(Stored data entries)
>>>>>

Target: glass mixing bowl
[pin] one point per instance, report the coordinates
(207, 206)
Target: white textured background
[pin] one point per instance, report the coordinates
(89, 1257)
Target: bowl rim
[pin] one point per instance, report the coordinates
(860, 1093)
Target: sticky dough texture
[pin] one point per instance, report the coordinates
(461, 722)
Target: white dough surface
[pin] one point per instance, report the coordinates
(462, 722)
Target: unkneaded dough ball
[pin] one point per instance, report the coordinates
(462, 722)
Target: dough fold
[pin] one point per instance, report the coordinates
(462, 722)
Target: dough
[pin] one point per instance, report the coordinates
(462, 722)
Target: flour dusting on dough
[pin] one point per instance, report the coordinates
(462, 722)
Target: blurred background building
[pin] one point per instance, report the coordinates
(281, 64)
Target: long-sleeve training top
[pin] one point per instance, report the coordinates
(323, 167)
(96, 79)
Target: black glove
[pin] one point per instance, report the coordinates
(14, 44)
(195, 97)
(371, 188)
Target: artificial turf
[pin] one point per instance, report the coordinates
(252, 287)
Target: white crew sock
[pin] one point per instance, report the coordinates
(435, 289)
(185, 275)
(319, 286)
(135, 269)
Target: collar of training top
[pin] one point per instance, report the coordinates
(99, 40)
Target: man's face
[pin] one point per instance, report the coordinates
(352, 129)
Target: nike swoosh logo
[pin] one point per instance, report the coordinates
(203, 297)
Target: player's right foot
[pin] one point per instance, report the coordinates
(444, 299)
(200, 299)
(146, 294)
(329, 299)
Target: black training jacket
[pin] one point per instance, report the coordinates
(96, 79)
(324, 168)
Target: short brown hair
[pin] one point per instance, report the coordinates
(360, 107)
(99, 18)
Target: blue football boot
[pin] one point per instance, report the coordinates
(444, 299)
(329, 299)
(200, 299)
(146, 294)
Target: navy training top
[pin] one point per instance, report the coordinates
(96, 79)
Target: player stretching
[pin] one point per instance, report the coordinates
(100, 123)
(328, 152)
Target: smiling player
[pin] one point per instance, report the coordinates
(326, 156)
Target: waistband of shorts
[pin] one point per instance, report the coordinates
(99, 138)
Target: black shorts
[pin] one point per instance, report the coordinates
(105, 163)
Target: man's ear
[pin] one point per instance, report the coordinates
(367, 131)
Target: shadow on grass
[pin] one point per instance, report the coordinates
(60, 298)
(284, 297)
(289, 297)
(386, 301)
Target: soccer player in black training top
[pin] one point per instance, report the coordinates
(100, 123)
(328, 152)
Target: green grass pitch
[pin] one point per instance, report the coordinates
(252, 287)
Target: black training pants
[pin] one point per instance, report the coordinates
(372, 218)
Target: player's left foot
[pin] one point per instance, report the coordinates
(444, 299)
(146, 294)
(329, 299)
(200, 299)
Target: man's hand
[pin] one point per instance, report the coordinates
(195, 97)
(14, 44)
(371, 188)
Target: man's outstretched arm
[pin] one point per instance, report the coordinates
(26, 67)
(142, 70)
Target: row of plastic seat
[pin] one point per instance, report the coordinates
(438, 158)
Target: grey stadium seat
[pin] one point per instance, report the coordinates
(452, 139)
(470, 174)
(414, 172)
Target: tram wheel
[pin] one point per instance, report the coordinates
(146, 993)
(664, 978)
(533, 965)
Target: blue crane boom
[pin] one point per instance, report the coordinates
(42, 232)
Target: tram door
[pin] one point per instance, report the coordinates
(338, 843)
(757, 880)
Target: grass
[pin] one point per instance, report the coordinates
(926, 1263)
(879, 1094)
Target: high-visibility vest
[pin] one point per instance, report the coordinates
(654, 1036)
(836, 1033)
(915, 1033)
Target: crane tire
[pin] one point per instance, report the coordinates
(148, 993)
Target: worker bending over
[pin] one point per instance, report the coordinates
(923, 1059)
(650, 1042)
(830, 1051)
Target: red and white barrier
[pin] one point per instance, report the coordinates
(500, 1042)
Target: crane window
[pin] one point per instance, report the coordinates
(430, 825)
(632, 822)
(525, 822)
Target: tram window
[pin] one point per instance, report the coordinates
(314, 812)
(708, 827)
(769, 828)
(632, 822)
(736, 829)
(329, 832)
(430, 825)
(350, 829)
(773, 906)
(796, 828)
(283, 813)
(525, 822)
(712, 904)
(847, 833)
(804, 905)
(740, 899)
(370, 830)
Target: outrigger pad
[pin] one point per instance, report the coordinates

<<<<<

*Task item:* Using the entries above, repeat only the lines from the one containing "Target: white textured background" through the one containing "Target: white dough surface", end lines included.

*Written solution:*
Target: white textured background
[pin] one point per instance, report the coordinates
(89, 1257)
Target: bowl rim
[pin] one point per instance, report the coordinates
(860, 1093)
Target: sticky dough texture
[pin] one point per instance, report the coordinates
(461, 722)
Target: white dough surface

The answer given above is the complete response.